◆ ABOUT THIS EXERCISE:
Even if a line seems odd, print it as it is, and include every record.

===============

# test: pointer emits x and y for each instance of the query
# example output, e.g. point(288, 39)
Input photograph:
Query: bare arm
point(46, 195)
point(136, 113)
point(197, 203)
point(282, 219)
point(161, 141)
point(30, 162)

===============

◆ ANSWER TO THIS EXERCISE:
# test: pointer emits x and y for each instance of the query
# example output, e.g. point(288, 39)
Input photograph:
Query: bare arm
point(46, 195)
point(136, 113)
point(197, 203)
point(282, 219)
point(161, 141)
point(30, 162)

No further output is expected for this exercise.